↓↓↓
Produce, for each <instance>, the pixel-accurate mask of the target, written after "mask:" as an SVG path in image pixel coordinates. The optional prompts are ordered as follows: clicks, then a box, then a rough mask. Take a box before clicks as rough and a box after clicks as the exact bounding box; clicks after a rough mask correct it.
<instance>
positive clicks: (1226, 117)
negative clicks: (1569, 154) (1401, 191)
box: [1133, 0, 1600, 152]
↑↑↑
PROBLEM TO SOLVE: Every record above is to be copied out again exactly as written.

OUTPUT OF THE TASK:
Produce, for each <instance>, the pixel-accurate mask of the target, written after "mask:" as an SVG path in image pixel coordinates. The optional prompts are ordered as follows: clicks, then a box, then a rough mask. Take a box before clicks as rough and a box after clicks as the exact bounding box; clicks after a rough mask correct it.
<instance>
positive clicks: (1226, 117)
negative clicks: (1569, 154) (1401, 191)
box: [1133, 0, 1600, 152]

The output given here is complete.